- What you have to do
What is needed is an exact copy of every entry, without the pictures.

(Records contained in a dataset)

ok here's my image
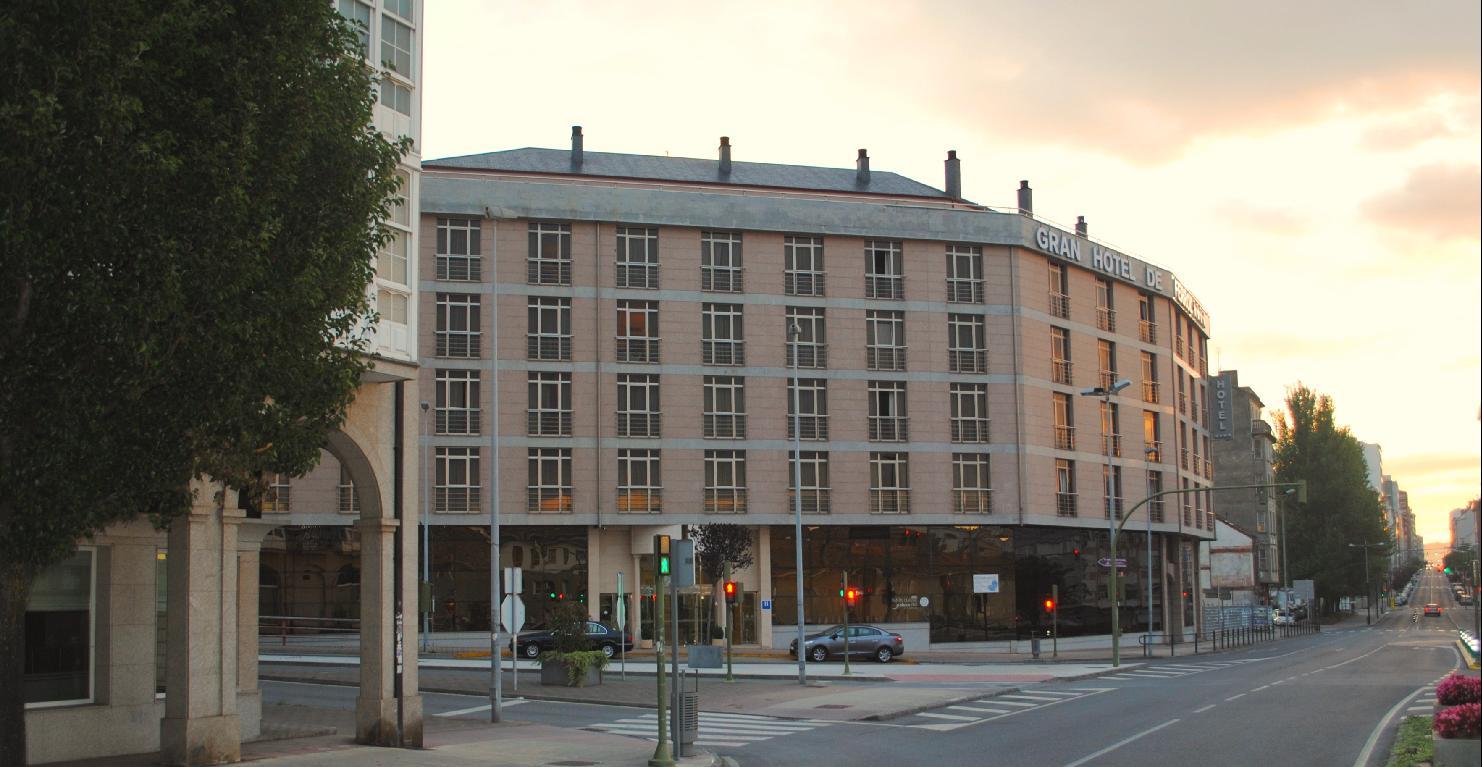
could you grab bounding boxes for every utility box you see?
[676,676,699,756]
[671,539,696,587]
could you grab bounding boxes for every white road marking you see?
[949,705,1013,715]
[435,700,530,717]
[1225,694,1246,701]
[1194,704,1216,714]
[917,712,981,721]
[1060,719,1181,767]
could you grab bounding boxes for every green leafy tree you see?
[0,2,405,760]
[1273,385,1388,608]
[693,524,755,582]
[1443,544,1476,582]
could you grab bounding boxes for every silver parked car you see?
[787,624,905,663]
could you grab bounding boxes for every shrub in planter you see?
[1437,674,1482,706]
[538,602,609,687]
[1434,702,1482,739]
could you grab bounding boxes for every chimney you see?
[944,150,961,199]
[570,125,584,168]
[719,136,732,175]
[856,148,870,184]
[1017,180,1033,215]
[1075,216,1087,237]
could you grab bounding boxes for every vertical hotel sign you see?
[1212,371,1235,440]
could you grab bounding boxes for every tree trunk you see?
[0,561,33,767]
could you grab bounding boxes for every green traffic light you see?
[659,555,670,575]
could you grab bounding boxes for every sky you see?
[420,0,1481,545]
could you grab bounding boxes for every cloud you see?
[1361,163,1482,240]
[1359,95,1479,151]
[1382,453,1482,478]
[1215,201,1310,236]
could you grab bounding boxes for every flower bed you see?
[1437,674,1481,706]
[1432,676,1482,767]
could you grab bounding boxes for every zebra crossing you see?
[587,710,834,748]
[1099,658,1261,681]
[902,688,1115,731]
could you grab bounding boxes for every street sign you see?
[760,600,772,610]
[1097,558,1128,568]
[499,594,526,634]
[972,573,1000,594]
[503,566,523,594]
[671,539,696,587]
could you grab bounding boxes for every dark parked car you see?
[517,621,633,659]
[787,624,905,663]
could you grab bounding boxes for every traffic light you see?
[1043,597,1056,614]
[1071,547,1082,559]
[655,534,671,576]
[845,587,860,607]
[723,580,738,605]
[1444,566,1453,574]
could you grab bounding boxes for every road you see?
[264,569,1472,767]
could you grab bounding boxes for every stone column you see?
[757,526,773,648]
[587,527,602,621]
[160,481,243,766]
[235,520,278,742]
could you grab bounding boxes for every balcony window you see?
[1141,352,1160,403]
[616,374,661,438]
[701,231,743,292]
[950,383,990,443]
[1139,294,1158,343]
[337,464,360,514]
[616,300,660,364]
[1053,392,1075,450]
[868,381,908,442]
[527,448,573,513]
[946,245,984,303]
[865,240,904,299]
[526,371,572,437]
[436,293,480,358]
[948,313,987,373]
[1051,327,1072,385]
[616,449,662,514]
[1056,459,1077,517]
[702,303,745,366]
[1099,401,1122,458]
[786,307,827,368]
[1147,471,1165,522]
[784,235,825,296]
[435,447,480,513]
[1048,262,1070,319]
[787,378,828,440]
[866,310,906,371]
[435,217,481,281]
[263,473,291,513]
[1098,339,1118,389]
[616,226,659,289]
[953,454,992,514]
[704,450,747,513]
[869,452,910,514]
[1095,278,1116,332]
[435,369,481,435]
[527,222,572,286]
[703,376,746,439]
[788,451,831,514]
[1103,465,1124,519]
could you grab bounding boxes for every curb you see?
[860,686,1021,722]
[261,657,898,684]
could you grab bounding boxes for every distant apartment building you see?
[1453,502,1479,552]
[1208,370,1279,596]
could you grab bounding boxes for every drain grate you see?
[814,703,851,709]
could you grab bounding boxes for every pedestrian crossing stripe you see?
[587,712,833,748]
[902,688,1116,731]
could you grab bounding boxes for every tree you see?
[0,2,405,760]
[1443,544,1476,582]
[693,524,754,582]
[1273,384,1389,609]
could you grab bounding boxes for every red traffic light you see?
[845,587,860,606]
[1043,598,1056,613]
[723,580,738,603]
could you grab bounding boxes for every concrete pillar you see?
[587,527,602,621]
[160,482,243,766]
[757,526,773,647]
[235,520,278,742]
[355,518,422,746]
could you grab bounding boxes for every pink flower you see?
[1433,702,1481,739]
[1436,674,1482,706]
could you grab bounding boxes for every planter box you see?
[686,644,723,669]
[540,658,603,687]
[1433,735,1480,767]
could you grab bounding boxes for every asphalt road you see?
[264,569,1473,767]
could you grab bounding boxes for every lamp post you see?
[1348,542,1383,625]
[1144,446,1157,635]
[789,321,807,686]
[1277,487,1296,610]
[1080,378,1131,666]
[420,401,432,654]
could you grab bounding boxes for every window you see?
[616,226,659,289]
[950,383,990,443]
[787,378,828,440]
[1180,424,1190,470]
[1103,465,1124,519]
[702,303,745,366]
[24,549,94,706]
[701,231,743,292]
[390,169,411,227]
[436,293,481,357]
[1051,326,1072,384]
[946,245,984,303]
[1139,294,1157,343]
[789,451,830,514]
[380,14,413,76]
[866,310,905,371]
[385,0,414,20]
[377,229,409,285]
[338,464,360,514]
[1177,371,1187,415]
[379,80,412,116]
[1053,392,1075,450]
[953,454,992,514]
[377,288,408,324]
[1143,410,1162,462]
[785,236,825,296]
[264,472,291,513]
[703,376,746,438]
[868,381,908,441]
[865,240,904,299]
[1181,478,1193,526]
[616,300,660,363]
[526,372,572,437]
[1175,316,1186,358]
[528,222,572,285]
[1048,262,1069,318]
[869,452,910,514]
[705,450,747,513]
[435,369,481,435]
[1203,434,1213,479]
[786,307,827,368]
[1095,278,1116,332]
[528,448,573,513]
[617,449,662,514]
[616,374,661,438]
[337,1,372,61]
[436,217,481,281]
[436,447,480,513]
[1147,470,1165,522]
[1141,351,1160,403]
[1097,339,1118,389]
[1099,401,1122,458]
[1056,459,1077,516]
[527,297,571,361]
[948,313,987,373]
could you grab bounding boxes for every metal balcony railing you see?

- Result of the exercise
ok here's my image
could you grab bounding boxes for every utility box you see?
[676,676,699,756]
[671,539,696,587]
could you grab bounding boxes for every white road marking you see?
[949,705,1013,715]
[435,700,530,717]
[1225,694,1246,701]
[1194,704,1216,714]
[917,712,981,721]
[1060,719,1181,767]
could you grab bounding boxes for every green leafy tree you see?
[0,2,405,760]
[1273,385,1388,608]
[693,524,755,582]
[1443,544,1476,582]
could you grab bounding boxes for every silver parked car you see?
[787,624,905,663]
could you grab bounding boxes for every shrub in planter you see?
[1437,674,1482,706]
[538,602,609,687]
[1434,702,1482,739]
could you grab bounding boxes for every chimney you see?
[944,150,961,199]
[570,125,584,168]
[719,136,732,175]
[856,148,870,184]
[1017,180,1033,215]
[1075,216,1087,237]
could you grab bounding boxes for every vertical hotel sign you see?
[1212,371,1235,440]
could you grab bounding boxes for every tree trunk you see?
[0,561,33,767]
could you grab bounding boxes for every green traffic light you see?
[659,555,670,575]
could you grab bounding boxes for every sky you see?
[420,0,1481,545]
could you grab bounding boxes for every cloud you see?
[1361,163,1482,240]
[1359,95,1479,151]
[1382,453,1482,478]
[1215,201,1310,236]
could you grab bounding boxes for every flower bed you see?
[1437,674,1481,706]
[1432,676,1482,767]
could you grab bounding boxes for every zebra crossing you see?
[587,710,834,748]
[1099,658,1261,681]
[902,688,1115,731]
could you grab bounding boxes for every street sign you see?
[760,600,772,610]
[1097,558,1128,568]
[499,594,526,634]
[972,573,1000,594]
[503,566,523,594]
[671,539,696,587]
could you grab bounding boxes for every dark parked car you see?
[517,621,633,659]
[787,624,905,663]
could you grab bounding boxes for every traffic light you see?
[1043,597,1056,614]
[1071,547,1082,559]
[655,534,671,576]
[845,587,860,607]
[723,580,738,605]
[1444,566,1453,574]
could you grab bounding boxes for every road you see?
[264,569,1472,767]
could you grab bounding boxes for every stone column you see?
[757,526,773,648]
[587,527,602,621]
[160,481,243,766]
[235,520,278,742]
could you grab bounding boxes for every balcony window you see?
[1141,352,1160,403]
[616,374,661,438]
[701,231,743,292]
[950,383,990,443]
[1139,294,1158,343]
[337,464,360,514]
[616,300,660,364]
[1053,392,1075,450]
[868,381,908,442]
[527,448,573,513]
[946,245,984,303]
[865,240,904,299]
[526,371,572,437]
[436,293,480,358]
[948,313,987,373]
[1051,327,1072,385]
[616,449,662,514]
[1056,459,1077,517]
[702,303,745,366]
[1099,401,1122,458]
[786,307,827,368]
[1147,471,1165,522]
[784,235,825,296]
[435,447,480,513]
[1048,262,1070,319]
[787,378,828,440]
[866,310,906,371]
[435,217,481,281]
[263,473,291,513]
[1098,339,1118,389]
[616,226,659,289]
[953,454,992,514]
[704,450,747,513]
[869,452,910,514]
[1095,278,1116,332]
[435,369,481,435]
[527,222,572,286]
[703,376,746,439]
[788,451,831,514]
[1103,465,1124,519]
could you grab bounding boxes for every curb you see?
[860,686,1021,722]
[261,657,898,684]
could you grab bounding boxes for every distant apartment building you see?
[1453,502,1479,552]
[1208,370,1279,596]
could you grab bounding boxes for every drain grate you see?
[814,703,851,709]
could you grab bounding boxes for every pedestrian crossing stripe you see?
[587,712,833,748]
[902,688,1116,731]
could you grab bounding boxes for every tree you see?
[0,2,405,760]
[1443,544,1476,582]
[693,524,754,582]
[1273,384,1389,609]
could you grab bounding boxes for every red traffic light you see?
[845,587,860,606]
[1043,598,1056,613]
[723,580,738,603]
could you grab bounding boxes for every concrete pillar you see?
[587,527,602,621]
[160,482,243,766]
[757,526,773,647]
[235,520,278,742]
[355,518,422,746]
could you grab bounding boxes for every pink flower you see?
[1433,702,1481,739]
[1436,674,1482,706]
could you grab bounding boxes for every planter box you see?
[686,644,723,669]
[540,658,603,687]
[1433,735,1480,767]
could you grab bounding boxes for every asphalt road you see?
[264,569,1473,767]
could you grab bounding boxes for every lamp post you see?
[1348,542,1383,625]
[1144,446,1157,635]
[789,321,807,686]
[1277,487,1296,610]
[1080,378,1131,666]
[420,401,432,654]
could you grab bounding boxes for every window you see?
[616,226,659,289]
[950,383,990,443]
[787,378,828,440]
[1180,424,1190,470]
[1103,465,1124,519]
[702,303,745,366]
[24,549,94,706]
[701,231,743,292]
[390,169,411,227]
[436,293,481,357]
[1051,326,1072,384]
[946,245,984,303]
[1139,294,1157,343]
[789,451,830,514]
[380,14,413,76]
[866,310,905,371]
[385,0,414,20]
[377,229,409,285]
[338,464,360,514]
[1177,371,1187,415]
[379,80,412,116]
[1053,392,1075,450]
[953,454,992,514]
[377,288,408,324]
[1143,410,1162,462]
[785,236,825,296]
[264,472,291,513]
[703,376,746,438]
[868,381,908,441]
[865,240,904,299]
[1181,478,1193,526]
[616,300,660,363]
[526,372,572,437]
[1175,316,1186,358]
[528,222,572,285]
[1048,262,1069,318]
[869,452,910,514]
[705,450,747,513]
[435,369,481,435]
[1203,434,1213,479]
[786,307,827,368]
[1095,278,1116,332]
[528,448,573,513]
[617,449,662,514]
[616,374,661,438]
[337,1,372,61]
[436,217,481,281]
[436,447,480,513]
[1147,470,1165,522]
[1141,351,1160,403]
[1097,339,1118,389]
[1099,401,1122,458]
[1056,459,1077,516]
[527,297,571,361]
[948,313,987,373]
could you grab bounding boxes for every metal balcony railing you see?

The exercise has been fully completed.